___ Document section ___

I've never read Richard B. Wright before, somehow missing the whole Clara Callan hullabaloo, but last week my friend, the much astute Rebecca Rosenblum, described him to me as a "journeyman". And upon finishing Wright's latest novel October I understand what she means. For there is a solidity evident throughout October, an assurance that all its parts are assembled and functioning as they're supposed to be, and yet the success of the project is understated. It runs so quietly you can't even hear the hum. And yet hum it does, weaving two different narratives together seamlessly, grappling with complexities, alluding to great literary works, and, with references to modern and popular culture, managing to be so much of this world.
As with most great novels, what this book is about is not the point of it, but I will recount the story nonetheless. James Hillyer, a widower in his seventies, is suddenly summoned to England upon receiving the news that his daughter who lives there has terminal cancer-- the same kind to which he'd lost his wife years before. Whilst in England James has a chance encounter with Gabriel Fontaine who he has not seen for sixty years, not since a pivotal summer when they were friends and both loved the same girl. And from this point chapters alternate between James's memories of that summer, and his experiences in the modern day when, still adrift by the news of his daughter's illness, he accompanies Gabriel on a most unusual trip to Zurich.

___ Information shown ___

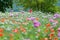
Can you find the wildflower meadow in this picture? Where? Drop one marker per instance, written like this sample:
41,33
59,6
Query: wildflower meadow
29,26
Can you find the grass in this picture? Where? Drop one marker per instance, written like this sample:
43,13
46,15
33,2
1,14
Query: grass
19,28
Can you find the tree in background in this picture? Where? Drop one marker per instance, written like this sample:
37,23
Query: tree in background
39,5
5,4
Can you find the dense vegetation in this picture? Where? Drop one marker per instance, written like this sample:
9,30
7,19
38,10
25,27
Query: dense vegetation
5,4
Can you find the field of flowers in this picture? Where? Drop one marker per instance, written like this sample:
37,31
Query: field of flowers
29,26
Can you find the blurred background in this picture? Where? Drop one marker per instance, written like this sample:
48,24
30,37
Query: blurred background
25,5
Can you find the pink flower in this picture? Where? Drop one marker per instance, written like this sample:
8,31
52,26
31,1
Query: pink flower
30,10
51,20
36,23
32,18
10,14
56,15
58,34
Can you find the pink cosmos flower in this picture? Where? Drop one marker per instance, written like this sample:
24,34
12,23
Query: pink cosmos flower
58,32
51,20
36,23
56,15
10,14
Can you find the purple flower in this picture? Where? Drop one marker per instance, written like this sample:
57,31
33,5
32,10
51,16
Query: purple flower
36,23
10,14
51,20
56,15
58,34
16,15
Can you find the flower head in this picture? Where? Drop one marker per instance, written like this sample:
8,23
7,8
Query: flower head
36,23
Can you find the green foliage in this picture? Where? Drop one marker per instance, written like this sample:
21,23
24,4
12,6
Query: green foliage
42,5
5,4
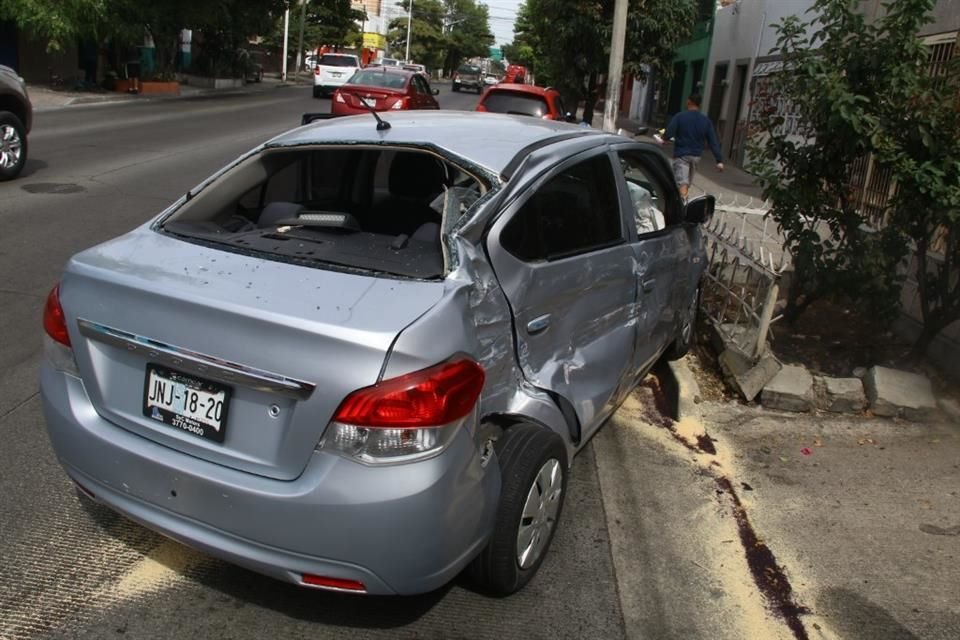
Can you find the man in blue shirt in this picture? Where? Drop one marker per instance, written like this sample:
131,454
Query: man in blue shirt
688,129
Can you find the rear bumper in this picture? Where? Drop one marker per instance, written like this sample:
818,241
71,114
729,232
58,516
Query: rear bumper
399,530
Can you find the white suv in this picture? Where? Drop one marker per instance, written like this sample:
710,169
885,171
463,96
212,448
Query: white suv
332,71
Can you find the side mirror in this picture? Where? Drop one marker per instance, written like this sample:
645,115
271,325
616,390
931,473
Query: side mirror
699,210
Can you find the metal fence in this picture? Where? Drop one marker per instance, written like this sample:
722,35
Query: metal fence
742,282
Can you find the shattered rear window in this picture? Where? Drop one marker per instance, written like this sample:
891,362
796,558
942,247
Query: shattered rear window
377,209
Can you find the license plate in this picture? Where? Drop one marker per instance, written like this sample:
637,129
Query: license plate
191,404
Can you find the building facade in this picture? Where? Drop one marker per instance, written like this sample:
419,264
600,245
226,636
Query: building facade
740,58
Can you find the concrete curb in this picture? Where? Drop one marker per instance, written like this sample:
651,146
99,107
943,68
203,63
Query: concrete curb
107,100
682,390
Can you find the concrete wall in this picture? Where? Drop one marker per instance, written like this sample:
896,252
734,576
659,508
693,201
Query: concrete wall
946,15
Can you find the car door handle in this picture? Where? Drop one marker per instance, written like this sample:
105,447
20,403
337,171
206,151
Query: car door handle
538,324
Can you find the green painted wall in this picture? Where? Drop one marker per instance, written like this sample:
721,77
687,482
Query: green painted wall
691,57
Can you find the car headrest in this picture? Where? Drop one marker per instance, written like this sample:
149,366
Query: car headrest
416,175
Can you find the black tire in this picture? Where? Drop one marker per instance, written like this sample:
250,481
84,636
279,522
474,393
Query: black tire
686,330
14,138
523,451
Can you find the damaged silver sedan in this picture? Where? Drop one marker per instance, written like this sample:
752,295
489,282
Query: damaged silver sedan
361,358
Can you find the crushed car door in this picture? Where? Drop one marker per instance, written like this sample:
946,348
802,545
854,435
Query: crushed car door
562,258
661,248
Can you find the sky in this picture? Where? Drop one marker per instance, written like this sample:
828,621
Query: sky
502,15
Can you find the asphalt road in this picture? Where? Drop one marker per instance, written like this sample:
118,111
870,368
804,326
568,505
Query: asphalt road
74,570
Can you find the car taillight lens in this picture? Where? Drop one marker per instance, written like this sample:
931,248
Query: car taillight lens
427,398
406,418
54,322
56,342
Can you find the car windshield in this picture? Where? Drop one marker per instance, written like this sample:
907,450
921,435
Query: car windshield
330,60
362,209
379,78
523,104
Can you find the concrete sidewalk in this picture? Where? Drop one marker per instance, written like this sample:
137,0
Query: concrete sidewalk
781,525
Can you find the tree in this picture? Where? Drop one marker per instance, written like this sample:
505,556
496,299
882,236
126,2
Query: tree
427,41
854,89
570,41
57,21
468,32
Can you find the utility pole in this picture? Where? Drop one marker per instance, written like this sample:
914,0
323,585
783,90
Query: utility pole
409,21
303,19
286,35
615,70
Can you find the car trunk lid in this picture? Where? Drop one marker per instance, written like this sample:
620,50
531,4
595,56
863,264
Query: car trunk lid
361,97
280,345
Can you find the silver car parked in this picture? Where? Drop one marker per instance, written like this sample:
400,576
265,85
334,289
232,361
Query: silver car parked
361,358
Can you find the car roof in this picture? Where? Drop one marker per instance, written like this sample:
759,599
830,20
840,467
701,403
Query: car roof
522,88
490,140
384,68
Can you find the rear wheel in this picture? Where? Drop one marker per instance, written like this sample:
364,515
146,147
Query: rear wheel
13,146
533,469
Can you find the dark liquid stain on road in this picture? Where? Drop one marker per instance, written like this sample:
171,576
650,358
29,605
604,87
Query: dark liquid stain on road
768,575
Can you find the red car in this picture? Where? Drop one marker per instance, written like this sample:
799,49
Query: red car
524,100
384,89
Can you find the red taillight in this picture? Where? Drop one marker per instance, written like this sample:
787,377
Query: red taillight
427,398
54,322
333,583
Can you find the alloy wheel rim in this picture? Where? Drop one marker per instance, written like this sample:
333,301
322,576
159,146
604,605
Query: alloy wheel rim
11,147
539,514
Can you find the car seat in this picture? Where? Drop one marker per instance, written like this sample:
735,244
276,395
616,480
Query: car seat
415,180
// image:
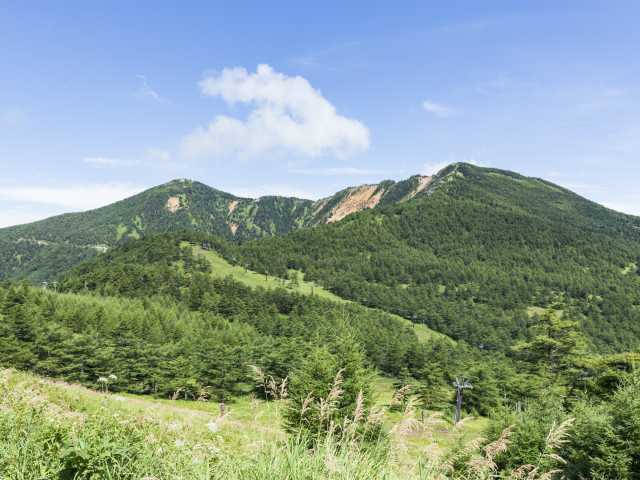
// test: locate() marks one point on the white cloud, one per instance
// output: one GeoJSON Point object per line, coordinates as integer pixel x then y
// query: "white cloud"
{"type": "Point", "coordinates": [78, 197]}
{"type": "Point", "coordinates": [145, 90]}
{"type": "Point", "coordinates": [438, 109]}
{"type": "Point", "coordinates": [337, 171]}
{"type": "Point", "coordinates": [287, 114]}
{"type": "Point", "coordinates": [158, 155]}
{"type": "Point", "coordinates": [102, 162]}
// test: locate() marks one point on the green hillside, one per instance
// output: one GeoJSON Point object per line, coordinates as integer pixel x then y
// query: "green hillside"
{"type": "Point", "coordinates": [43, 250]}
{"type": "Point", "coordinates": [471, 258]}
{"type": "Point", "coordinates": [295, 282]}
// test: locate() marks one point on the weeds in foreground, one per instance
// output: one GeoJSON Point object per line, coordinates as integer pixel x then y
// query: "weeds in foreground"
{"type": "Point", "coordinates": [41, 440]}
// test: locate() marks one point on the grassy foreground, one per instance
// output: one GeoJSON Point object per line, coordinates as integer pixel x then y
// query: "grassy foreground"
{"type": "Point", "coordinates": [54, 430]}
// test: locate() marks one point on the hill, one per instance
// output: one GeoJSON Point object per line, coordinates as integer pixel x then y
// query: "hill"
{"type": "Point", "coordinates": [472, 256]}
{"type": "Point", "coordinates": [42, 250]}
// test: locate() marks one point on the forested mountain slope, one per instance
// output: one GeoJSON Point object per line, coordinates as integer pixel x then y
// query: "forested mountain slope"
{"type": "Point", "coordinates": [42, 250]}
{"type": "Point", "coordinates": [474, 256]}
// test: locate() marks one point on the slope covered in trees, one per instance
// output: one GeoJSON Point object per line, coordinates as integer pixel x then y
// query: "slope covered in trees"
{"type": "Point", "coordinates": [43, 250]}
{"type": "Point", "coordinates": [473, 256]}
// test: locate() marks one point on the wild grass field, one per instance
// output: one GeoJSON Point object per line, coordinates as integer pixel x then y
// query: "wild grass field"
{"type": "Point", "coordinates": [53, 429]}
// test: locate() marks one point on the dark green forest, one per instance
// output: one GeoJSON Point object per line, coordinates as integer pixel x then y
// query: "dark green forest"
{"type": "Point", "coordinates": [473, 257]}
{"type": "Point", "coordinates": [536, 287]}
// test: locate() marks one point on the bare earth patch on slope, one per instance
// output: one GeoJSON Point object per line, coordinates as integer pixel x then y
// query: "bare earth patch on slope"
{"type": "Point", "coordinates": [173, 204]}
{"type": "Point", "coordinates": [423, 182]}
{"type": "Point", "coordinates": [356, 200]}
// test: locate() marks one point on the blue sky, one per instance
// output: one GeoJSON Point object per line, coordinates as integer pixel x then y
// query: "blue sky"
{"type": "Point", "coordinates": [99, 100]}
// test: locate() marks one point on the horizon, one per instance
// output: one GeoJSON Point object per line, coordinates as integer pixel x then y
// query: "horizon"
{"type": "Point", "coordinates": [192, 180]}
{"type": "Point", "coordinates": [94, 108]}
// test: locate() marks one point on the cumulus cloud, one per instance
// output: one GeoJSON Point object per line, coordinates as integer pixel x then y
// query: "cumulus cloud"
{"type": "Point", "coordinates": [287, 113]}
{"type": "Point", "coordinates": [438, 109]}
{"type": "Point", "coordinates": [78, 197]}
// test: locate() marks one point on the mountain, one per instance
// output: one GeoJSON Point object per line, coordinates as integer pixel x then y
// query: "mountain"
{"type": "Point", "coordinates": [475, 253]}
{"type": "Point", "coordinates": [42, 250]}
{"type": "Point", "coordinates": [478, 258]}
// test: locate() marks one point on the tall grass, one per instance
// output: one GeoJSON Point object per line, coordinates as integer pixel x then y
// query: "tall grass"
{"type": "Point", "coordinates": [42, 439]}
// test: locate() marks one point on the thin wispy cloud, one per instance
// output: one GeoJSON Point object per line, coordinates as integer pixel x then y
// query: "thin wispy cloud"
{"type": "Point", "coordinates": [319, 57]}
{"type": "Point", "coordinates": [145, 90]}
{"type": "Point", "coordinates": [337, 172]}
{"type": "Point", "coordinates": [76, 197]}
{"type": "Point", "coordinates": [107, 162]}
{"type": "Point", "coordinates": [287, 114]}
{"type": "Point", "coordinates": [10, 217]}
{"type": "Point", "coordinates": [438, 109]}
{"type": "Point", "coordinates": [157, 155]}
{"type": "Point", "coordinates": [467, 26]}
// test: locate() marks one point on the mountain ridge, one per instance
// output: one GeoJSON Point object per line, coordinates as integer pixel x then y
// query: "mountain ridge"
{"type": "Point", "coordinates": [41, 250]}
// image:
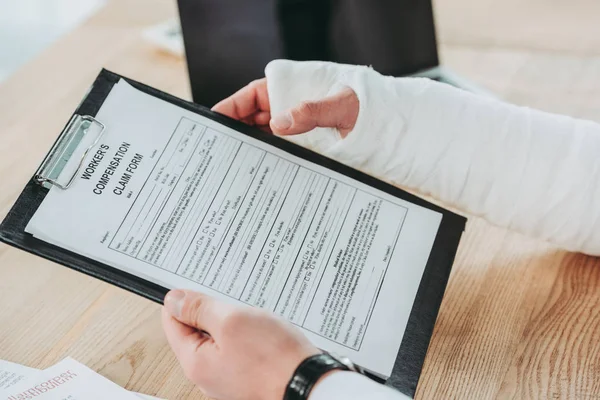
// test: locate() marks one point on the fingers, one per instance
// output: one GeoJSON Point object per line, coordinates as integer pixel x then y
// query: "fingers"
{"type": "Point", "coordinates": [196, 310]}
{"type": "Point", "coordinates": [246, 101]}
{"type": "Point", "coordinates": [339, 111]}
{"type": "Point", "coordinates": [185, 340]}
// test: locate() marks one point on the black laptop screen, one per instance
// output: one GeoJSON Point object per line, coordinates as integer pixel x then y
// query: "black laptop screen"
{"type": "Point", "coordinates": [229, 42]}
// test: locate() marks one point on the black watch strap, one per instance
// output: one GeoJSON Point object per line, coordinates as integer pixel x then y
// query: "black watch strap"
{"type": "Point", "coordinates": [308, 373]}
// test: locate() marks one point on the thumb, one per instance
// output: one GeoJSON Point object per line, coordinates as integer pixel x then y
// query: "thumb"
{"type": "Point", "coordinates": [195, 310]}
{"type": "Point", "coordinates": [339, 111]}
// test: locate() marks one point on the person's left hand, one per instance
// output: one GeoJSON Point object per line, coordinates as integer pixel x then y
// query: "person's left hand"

___

• [Questions]
(1) Answer these questions from the review of the novel October:
(a) Who described Richard B. Wright as a "journeyman"?
(b) What news brings James Hillyer to England?
(c) How many years have passed since James last saw Gabriel Fontaine?
(2) Carry on the review of the novel October from the point where it stops.
These records have no connection to the text.

• [Task answers]
(1)
(a) The reviewer's friend Rebecca Rosenblum.
(b) His daughter, who lives there, has terminal cancer.
(c) Sixty years.

(2)
The solidity is James Hillyer's calm and even tone, and yet the hum is there-- that these disjunct pieces of his life come together to mean something much greater. Further, that this story asks questions, and then dares not to answer: "But what if many things we encounter have no answers? What if they just remain unsolved mysteries?" And so they do remain, but as readers we still come away satisfied. October is more to be pondered than digested, and, I expect, also to be revisited from time to time.